**What this task involves:**
Rewrite the data below, replacing every occurrence of "square brackets" with "parentheses" and leaving everything else unchanged. Omit the pictures from your output.
* Begin *
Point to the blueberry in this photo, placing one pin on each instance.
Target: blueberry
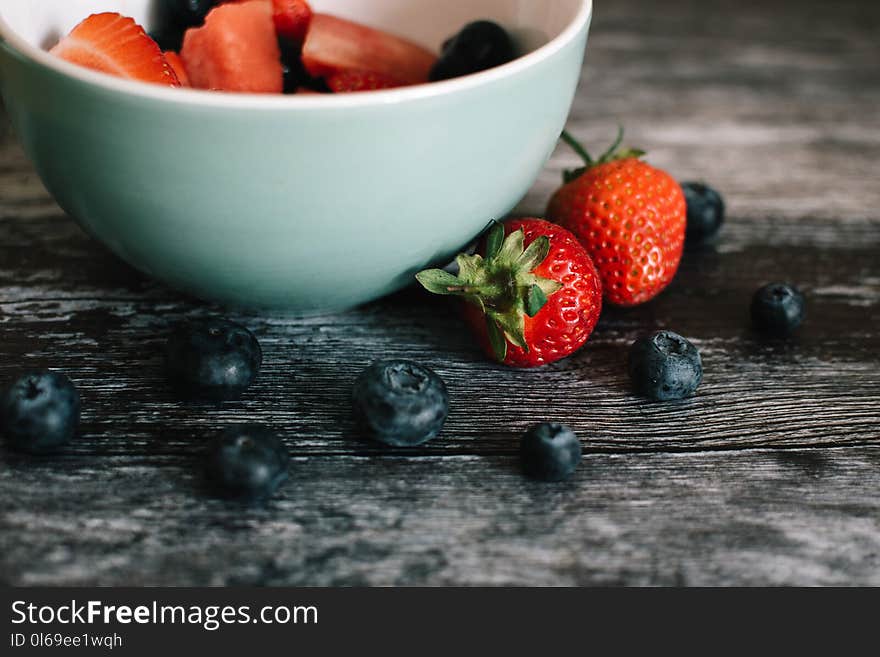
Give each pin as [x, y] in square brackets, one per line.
[175, 17]
[479, 46]
[39, 412]
[400, 403]
[212, 359]
[778, 309]
[246, 462]
[705, 212]
[550, 452]
[184, 13]
[664, 366]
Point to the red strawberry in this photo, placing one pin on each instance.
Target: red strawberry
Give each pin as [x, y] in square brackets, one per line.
[345, 81]
[629, 216]
[334, 44]
[235, 50]
[175, 62]
[114, 44]
[292, 19]
[535, 296]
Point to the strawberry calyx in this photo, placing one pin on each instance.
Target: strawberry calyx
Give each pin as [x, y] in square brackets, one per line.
[502, 285]
[614, 153]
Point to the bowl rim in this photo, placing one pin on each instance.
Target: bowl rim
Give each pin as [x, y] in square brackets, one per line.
[214, 99]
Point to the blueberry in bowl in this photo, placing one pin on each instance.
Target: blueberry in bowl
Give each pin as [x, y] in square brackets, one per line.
[400, 403]
[212, 359]
[664, 366]
[479, 46]
[550, 452]
[39, 412]
[247, 462]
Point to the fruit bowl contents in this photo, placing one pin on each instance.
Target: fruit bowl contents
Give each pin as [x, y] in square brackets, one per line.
[273, 47]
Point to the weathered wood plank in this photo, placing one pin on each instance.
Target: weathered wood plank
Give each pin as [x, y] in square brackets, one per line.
[738, 518]
[775, 103]
[65, 303]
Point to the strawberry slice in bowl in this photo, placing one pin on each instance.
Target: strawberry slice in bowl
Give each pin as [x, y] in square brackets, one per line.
[117, 45]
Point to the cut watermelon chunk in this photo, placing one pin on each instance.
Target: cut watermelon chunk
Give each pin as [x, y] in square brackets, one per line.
[292, 19]
[175, 62]
[348, 81]
[235, 50]
[335, 44]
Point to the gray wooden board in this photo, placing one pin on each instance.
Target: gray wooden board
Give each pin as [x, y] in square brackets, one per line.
[768, 476]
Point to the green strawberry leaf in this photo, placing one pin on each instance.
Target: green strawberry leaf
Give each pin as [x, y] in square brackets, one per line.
[535, 301]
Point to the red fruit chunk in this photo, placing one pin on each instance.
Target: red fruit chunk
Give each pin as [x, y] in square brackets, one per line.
[292, 19]
[334, 44]
[347, 81]
[114, 44]
[235, 50]
[176, 63]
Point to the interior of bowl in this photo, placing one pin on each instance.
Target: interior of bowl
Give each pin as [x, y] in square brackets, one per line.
[534, 23]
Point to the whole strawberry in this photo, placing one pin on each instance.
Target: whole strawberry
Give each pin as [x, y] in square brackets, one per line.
[629, 216]
[533, 297]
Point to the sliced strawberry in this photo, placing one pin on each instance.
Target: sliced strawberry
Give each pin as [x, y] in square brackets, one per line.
[176, 63]
[235, 50]
[115, 44]
[346, 81]
[334, 44]
[292, 19]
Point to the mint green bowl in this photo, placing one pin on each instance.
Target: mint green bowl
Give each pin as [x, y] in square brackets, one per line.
[310, 203]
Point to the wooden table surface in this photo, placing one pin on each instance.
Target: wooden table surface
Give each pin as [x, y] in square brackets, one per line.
[769, 476]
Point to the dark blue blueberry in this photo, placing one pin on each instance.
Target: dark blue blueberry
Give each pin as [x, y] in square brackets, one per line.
[246, 462]
[705, 209]
[39, 412]
[184, 13]
[174, 17]
[212, 359]
[478, 47]
[665, 366]
[778, 309]
[550, 452]
[400, 403]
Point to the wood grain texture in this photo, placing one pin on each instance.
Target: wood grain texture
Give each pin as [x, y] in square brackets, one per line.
[781, 518]
[768, 476]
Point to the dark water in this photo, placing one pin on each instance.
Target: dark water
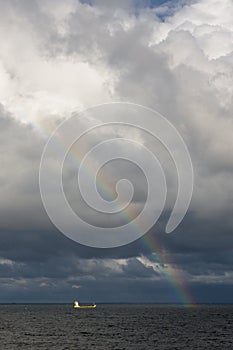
* End *
**Output:**
Point to the blueberry in this photo, placing one pin on each instance.
Target: blueberry
Give each pin as [x, y] in parentheses, one per line.
[175, 17]
[479, 46]
[39, 412]
[400, 403]
[212, 359]
[778, 309]
[246, 462]
[705, 212]
[550, 452]
[184, 13]
[664, 366]
Point to the red strawberry in this photo, placing one pin on each instance.
Target: red strawberry
Give each pin as [x, y] in parentheses, one per line.
[345, 81]
[629, 216]
[334, 44]
[235, 50]
[175, 62]
[114, 44]
[292, 19]
[535, 296]
Point to the strawberry calyx in this photo, placing one pin on each instance.
Target: strawberry calyx
Give each pin as [x, y] in parentheses, one per line.
[502, 285]
[614, 153]
Point to the bowl rim in this photo, placing one pin on each instance.
Target: bowl rim
Give each pin as [x, y] in parentheses, one per line.
[214, 99]
Point to the blueberry in bowl in this photo, placing one pin on each instance.
Target: blueberry in bowl
Give each pin as [x, y] in parentheses, one per line.
[400, 403]
[212, 359]
[664, 366]
[479, 46]
[550, 452]
[39, 412]
[247, 462]
Point to the fruit bowl contents in this photo, placing one pin on each instance.
Target: fruit bowl contents
Give each pin as [x, y] in parentheses, one per line.
[273, 47]
Point to the weathered wood plank in this photo, placing one pin on each instance.
Target: weathered wood plank
Give each pin as [x, y] in parentheses, one per line.
[738, 518]
[775, 103]
[65, 303]
Point to the strawberry slice in bowl in this photo, placing one pin on each instance.
Target: strawberry slice in bowl
Give each pin as [x, y] in parentheses, one per line.
[117, 45]
Point to the cut watermelon chunk in this photo, placing one pin on each instance.
Target: cut watermelon chunk
Give each pin as [x, y] in parentheses, one per line.
[292, 19]
[175, 62]
[348, 81]
[235, 50]
[335, 44]
Point to the gray wooden board in this photo, placing one pin on each instance.
Target: gray wooden board
Give each pin as [x, y] in parentheses, one per line.
[768, 476]
Point to the green strawberry leaf in this photo, placing one pin on each instance.
Target: green strawberry leaf
Give each pin as [x, y] in parentheses, one per line.
[535, 301]
Point to the red fruit chunk in this photo, placing one pin on each instance.
Target: red fruit chunk
Give each pin as [x, y] in parentheses, one per line.
[292, 19]
[334, 44]
[347, 81]
[114, 44]
[235, 50]
[176, 63]
Point to the interior of bowl in this photo, placing one pin on each instance.
Target: interior of bowl
Give each pin as [x, y] in parentheses, one per line.
[534, 23]
Point to the whole strawberry in this photo, placing one pin on each instance.
Target: whole strawberry
Give each pin as [x, y] in parentheses, one per line.
[629, 216]
[533, 297]
Point to the sliced strawberry in this photo, placing one pin on each instance.
Target: sliced strawberry
Give each pin as [x, y] in parentheses, one per line.
[176, 63]
[235, 50]
[115, 44]
[346, 81]
[334, 44]
[292, 19]
Point to the mint green bowl in this photo, placing one pin on each instance.
Target: mint green bowl
Give each pin as [x, y] in parentheses, one per line.
[310, 203]
Point to the wooden table surface in this photo, placing one pin on each instance.
Target: wooden table surface
Give each pin as [x, y] in parentheses, one per line.
[769, 476]
Point to the dark blue blueberry in this photo, placing one pin on each instance.
Target: dark blue blueberry
Give each pin as [x, y] in parentheses, one per line.
[246, 462]
[705, 209]
[39, 412]
[184, 13]
[174, 17]
[212, 359]
[478, 47]
[665, 366]
[778, 309]
[550, 452]
[400, 403]
Point to the wood grain texture in this photo, placing one pin on each instance.
Target: wood grain texture
Give each pin as [x, y] in parentheses, one per line.
[781, 518]
[768, 476]
Point to the dark water in this photo, placing one pin on each instance.
Target: dark water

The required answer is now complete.